### Exercise prompt
Going from the line that contains "One point marks each instance of the cloud." to the last line of the material below, repeat every line exactly.

[Material to process]

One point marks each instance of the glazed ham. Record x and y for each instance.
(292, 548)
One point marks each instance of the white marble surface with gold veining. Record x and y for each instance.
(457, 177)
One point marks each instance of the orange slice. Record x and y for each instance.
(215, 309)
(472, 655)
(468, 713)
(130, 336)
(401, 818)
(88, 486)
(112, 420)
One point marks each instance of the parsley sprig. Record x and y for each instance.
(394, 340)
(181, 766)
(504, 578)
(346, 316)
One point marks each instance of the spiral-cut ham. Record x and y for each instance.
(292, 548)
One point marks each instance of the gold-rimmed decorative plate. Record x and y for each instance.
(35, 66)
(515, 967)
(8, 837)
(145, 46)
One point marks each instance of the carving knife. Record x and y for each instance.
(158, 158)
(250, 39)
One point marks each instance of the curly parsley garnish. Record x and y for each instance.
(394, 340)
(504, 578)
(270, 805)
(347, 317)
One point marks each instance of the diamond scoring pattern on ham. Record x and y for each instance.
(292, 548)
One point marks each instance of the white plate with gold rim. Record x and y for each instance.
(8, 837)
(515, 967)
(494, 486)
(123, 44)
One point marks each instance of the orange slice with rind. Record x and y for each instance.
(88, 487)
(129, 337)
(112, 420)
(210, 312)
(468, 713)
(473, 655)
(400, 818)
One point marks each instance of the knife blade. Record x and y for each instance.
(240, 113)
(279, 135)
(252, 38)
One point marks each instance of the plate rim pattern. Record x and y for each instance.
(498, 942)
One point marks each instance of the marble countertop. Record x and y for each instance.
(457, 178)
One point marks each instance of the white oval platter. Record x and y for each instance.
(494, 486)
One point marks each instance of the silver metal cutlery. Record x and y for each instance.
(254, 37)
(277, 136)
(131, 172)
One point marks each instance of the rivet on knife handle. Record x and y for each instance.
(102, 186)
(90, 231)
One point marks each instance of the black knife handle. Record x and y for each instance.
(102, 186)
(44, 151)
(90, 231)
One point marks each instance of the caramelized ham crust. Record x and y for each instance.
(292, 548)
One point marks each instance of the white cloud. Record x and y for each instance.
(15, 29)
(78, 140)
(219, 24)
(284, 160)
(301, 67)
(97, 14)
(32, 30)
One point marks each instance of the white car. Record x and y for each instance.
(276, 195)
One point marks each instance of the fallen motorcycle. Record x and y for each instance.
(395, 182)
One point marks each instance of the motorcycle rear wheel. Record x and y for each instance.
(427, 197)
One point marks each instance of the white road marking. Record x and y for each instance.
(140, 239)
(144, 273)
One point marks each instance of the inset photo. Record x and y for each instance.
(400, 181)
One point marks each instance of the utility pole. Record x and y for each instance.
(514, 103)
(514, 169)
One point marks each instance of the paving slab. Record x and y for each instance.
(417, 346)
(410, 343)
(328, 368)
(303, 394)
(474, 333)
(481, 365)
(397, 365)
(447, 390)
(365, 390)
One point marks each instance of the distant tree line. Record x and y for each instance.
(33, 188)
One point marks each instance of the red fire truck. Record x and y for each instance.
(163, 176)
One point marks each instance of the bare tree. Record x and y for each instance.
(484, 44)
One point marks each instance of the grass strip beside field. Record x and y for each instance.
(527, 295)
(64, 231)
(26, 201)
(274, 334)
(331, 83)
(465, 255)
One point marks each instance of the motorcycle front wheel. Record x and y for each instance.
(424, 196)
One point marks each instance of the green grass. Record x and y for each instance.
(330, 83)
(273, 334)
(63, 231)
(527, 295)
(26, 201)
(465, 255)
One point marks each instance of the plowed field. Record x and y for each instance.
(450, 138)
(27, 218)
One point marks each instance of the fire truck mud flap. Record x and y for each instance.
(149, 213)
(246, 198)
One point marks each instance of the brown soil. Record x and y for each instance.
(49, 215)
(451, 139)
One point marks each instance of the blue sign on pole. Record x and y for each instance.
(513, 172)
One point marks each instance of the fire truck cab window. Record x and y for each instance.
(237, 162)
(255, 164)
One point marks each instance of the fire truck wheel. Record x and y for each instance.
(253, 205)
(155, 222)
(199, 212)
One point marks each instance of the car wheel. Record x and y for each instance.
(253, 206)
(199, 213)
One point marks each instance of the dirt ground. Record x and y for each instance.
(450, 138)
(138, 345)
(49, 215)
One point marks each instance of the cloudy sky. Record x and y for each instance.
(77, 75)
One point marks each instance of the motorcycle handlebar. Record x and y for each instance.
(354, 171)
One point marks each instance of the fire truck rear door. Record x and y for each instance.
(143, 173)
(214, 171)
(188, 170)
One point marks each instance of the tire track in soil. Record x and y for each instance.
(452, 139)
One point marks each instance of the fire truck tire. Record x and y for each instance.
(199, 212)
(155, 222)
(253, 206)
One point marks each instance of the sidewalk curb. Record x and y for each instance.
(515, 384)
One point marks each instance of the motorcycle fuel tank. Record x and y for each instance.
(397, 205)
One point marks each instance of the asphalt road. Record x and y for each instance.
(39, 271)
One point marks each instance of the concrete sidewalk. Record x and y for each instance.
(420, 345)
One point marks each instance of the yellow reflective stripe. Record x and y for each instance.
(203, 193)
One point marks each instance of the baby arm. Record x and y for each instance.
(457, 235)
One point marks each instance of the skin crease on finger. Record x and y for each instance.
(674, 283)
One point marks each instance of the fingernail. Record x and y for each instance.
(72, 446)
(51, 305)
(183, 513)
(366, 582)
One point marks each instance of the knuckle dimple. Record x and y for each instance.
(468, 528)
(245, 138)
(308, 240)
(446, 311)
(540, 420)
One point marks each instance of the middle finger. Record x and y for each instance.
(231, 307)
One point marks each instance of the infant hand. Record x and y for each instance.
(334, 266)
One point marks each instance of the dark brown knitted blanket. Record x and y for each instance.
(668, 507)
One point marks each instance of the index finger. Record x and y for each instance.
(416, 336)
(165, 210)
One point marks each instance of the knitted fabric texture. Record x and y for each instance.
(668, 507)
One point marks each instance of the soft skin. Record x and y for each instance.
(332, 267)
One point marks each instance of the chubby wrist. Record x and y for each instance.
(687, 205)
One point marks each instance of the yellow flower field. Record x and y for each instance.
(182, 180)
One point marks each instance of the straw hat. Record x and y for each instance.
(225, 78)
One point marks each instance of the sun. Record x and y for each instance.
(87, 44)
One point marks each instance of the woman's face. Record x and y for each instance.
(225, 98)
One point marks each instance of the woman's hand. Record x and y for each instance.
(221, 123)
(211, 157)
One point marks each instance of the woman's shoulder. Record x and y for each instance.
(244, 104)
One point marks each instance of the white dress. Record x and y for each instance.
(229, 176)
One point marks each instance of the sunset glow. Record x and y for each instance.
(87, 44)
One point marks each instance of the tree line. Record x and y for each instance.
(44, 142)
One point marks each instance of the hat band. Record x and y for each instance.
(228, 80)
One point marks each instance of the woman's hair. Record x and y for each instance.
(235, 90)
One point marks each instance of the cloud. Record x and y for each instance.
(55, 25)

[/Material to process]

### Result for this task
One point marks each instance of the cloud. Record x and y for each instance.
(55, 25)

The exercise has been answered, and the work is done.